- [Problem to work on] Return each line from the entries below in which the word "instance" appears.

Records from a point annotation dataset:
================

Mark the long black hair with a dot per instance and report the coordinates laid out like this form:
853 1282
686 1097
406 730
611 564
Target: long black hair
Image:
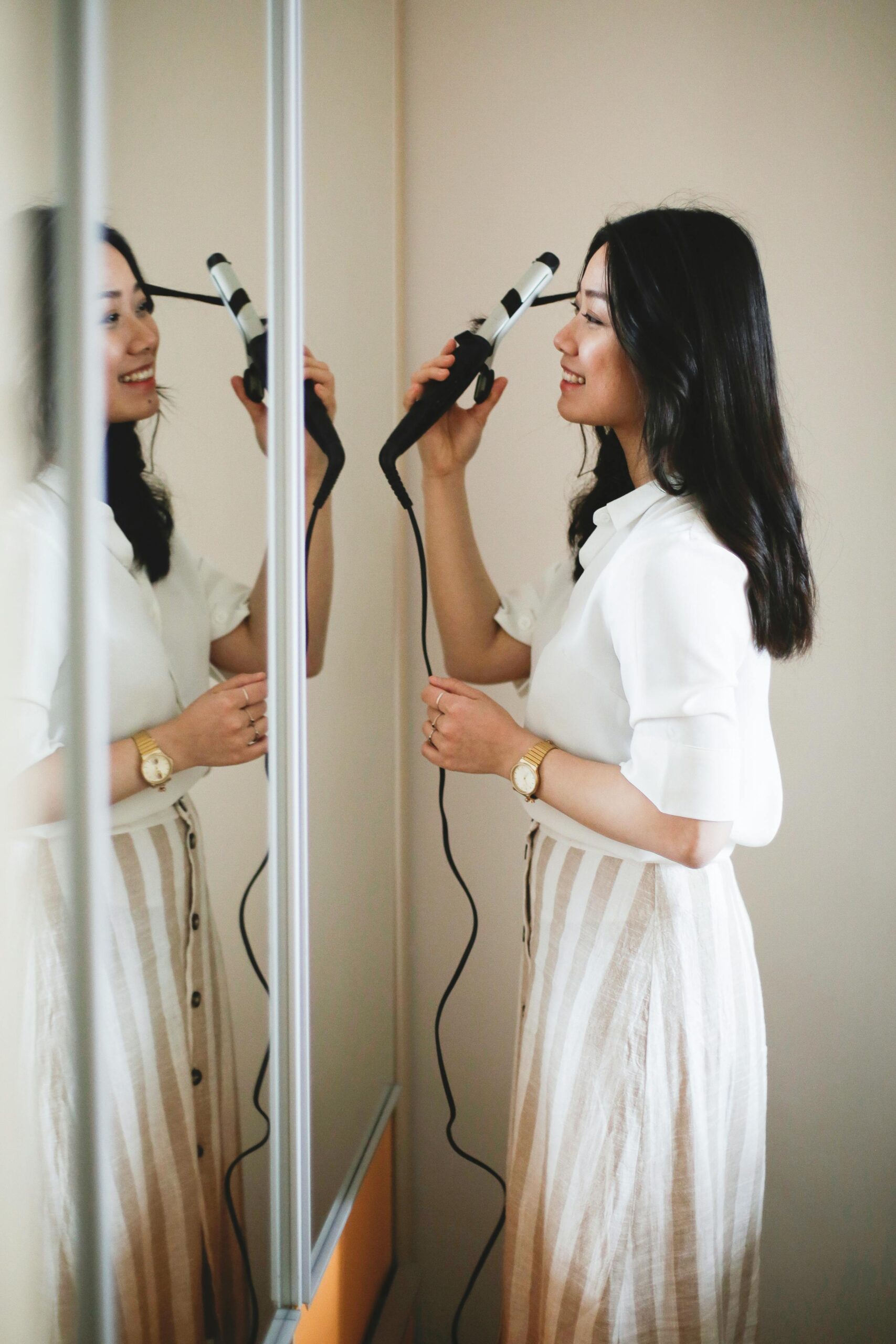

================

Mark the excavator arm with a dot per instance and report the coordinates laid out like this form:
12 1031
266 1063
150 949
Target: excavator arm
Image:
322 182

================

- [Output for this task]
Mark the long black hair with a dot per instance and report the coordinates laid out like this form:
Mark the excavator arm with a dot per instance and report the coordinates laid out like this form:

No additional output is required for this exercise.